▶ _What to produce_:
Give every entry again, word for word and in full.

▶ _Records shown_:
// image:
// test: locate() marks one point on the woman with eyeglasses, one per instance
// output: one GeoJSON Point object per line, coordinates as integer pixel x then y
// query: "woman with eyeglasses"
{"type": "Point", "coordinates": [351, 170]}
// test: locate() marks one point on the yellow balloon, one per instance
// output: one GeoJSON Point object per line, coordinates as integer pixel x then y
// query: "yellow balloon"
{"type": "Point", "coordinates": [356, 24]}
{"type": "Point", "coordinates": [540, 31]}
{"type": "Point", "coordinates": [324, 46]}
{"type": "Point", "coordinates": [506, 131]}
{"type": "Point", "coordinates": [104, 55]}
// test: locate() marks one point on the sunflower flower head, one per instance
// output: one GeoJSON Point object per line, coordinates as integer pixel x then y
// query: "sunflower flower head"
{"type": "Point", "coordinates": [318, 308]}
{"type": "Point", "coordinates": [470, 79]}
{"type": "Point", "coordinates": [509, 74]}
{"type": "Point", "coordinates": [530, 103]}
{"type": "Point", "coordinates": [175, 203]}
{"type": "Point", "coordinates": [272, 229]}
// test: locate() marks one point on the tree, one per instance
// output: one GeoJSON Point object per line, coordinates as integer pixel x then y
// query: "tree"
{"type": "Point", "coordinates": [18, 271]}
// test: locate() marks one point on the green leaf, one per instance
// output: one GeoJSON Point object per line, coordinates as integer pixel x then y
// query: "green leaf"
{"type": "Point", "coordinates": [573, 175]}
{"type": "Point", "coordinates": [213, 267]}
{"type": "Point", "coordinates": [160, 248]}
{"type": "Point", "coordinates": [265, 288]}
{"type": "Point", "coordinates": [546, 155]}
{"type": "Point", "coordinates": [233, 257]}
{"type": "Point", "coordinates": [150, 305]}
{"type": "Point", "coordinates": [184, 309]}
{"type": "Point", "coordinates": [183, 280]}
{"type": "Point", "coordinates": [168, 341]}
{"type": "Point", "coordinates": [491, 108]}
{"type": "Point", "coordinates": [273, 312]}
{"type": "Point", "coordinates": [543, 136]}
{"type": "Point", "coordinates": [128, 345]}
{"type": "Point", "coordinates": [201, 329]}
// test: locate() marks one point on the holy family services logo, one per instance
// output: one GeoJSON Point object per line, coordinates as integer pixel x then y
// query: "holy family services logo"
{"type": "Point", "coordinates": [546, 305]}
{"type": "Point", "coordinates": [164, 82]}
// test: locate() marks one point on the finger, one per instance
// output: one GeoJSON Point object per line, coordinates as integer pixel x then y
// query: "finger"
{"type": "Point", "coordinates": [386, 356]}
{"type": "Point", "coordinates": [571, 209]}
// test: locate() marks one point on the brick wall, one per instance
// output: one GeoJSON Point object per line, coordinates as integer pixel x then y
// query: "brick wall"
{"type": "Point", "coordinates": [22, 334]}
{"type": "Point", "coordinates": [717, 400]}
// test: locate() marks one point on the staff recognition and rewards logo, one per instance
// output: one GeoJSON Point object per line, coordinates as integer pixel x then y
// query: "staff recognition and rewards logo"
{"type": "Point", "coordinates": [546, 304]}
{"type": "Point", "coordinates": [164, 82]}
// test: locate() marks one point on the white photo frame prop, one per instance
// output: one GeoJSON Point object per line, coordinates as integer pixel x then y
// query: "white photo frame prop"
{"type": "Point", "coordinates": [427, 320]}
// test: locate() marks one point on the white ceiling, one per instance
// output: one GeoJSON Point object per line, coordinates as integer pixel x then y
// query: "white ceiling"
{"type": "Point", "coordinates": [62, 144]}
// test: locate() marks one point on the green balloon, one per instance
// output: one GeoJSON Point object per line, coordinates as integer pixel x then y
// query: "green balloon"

▶ _Task response_:
// image:
// test: locate() marks one point on the woman with eyeglasses, one per instance
// output: one GeoJSON Point object per line, coordinates as integer pixel x then y
// query: "woman with eyeglasses"
{"type": "Point", "coordinates": [351, 170]}
// test: locate() marks one point on the yellow balloon, one per instance
// output: one GeoJSON Point object per line, coordinates as integer pixel x then y
// query: "yellow balloon"
{"type": "Point", "coordinates": [356, 24]}
{"type": "Point", "coordinates": [540, 31]}
{"type": "Point", "coordinates": [324, 46]}
{"type": "Point", "coordinates": [506, 131]}
{"type": "Point", "coordinates": [104, 55]}
// test: locate() marks one point on the sunflower flower head, one per instance
// output: one GeoJSON Point object per line, coordinates as integer pixel x then y
// query: "sunflower flower head"
{"type": "Point", "coordinates": [318, 308]}
{"type": "Point", "coordinates": [470, 79]}
{"type": "Point", "coordinates": [509, 74]}
{"type": "Point", "coordinates": [530, 103]}
{"type": "Point", "coordinates": [175, 203]}
{"type": "Point", "coordinates": [272, 229]}
// test: locate() marks one point on the tree, one per instance
// output: one GeoJSON Point object per line, coordinates as integer pixel x then y
// query: "tree"
{"type": "Point", "coordinates": [18, 271]}
// test: locate() marks one point on the green leaf, one per instance
// output: one GeoJSON Point object per line, coordinates as integer pixel x then y
// query: "green leaf"
{"type": "Point", "coordinates": [573, 175]}
{"type": "Point", "coordinates": [213, 267]}
{"type": "Point", "coordinates": [160, 248]}
{"type": "Point", "coordinates": [265, 288]}
{"type": "Point", "coordinates": [546, 155]}
{"type": "Point", "coordinates": [233, 257]}
{"type": "Point", "coordinates": [150, 305]}
{"type": "Point", "coordinates": [184, 309]}
{"type": "Point", "coordinates": [183, 280]}
{"type": "Point", "coordinates": [168, 341]}
{"type": "Point", "coordinates": [491, 108]}
{"type": "Point", "coordinates": [273, 312]}
{"type": "Point", "coordinates": [543, 136]}
{"type": "Point", "coordinates": [128, 345]}
{"type": "Point", "coordinates": [201, 329]}
// test: locate() marks one point on the holy family services logo, one per instance
// output: one GeoJSON Point object per line, coordinates as integer pixel x then y
// query: "holy family services logo"
{"type": "Point", "coordinates": [546, 305]}
{"type": "Point", "coordinates": [164, 82]}
// test: locate() marks one point on the finger, one per instance
// output: one GeoJSON Point object per line, coordinates as integer pixel x then y
// query: "finger"
{"type": "Point", "coordinates": [386, 356]}
{"type": "Point", "coordinates": [571, 209]}
// test: locate() marks one point on the brick wall, one per instance
// output: one GeoJSON Point object per line, coordinates as integer pixel x then y
// query: "brick wall"
{"type": "Point", "coordinates": [22, 334]}
{"type": "Point", "coordinates": [717, 400]}
// test: locate() marks one point on the staff recognition and rewards logo, one per instance
// output: one GeoJSON Point object per line, coordinates as integer pixel x then y
// query: "staff recognition and rewards logo"
{"type": "Point", "coordinates": [546, 304]}
{"type": "Point", "coordinates": [164, 82]}
// test: locate() marks one point on the white photo frame prop, one per instance
// output: one GeoJSON Point object per line, coordinates as integer pixel x then y
// query: "white photo frame prop"
{"type": "Point", "coordinates": [427, 320]}
// test: locate() marks one point on the white ceiling, one per instance
// output: one GeoJSON Point object per line, coordinates as integer pixel x then y
// query: "white ceiling"
{"type": "Point", "coordinates": [62, 144]}
// test: locate() marks one point on the green balloon, one per instance
// output: one GeoJSON Point object per line, coordinates as integer pixel x then y
// query: "green balloon"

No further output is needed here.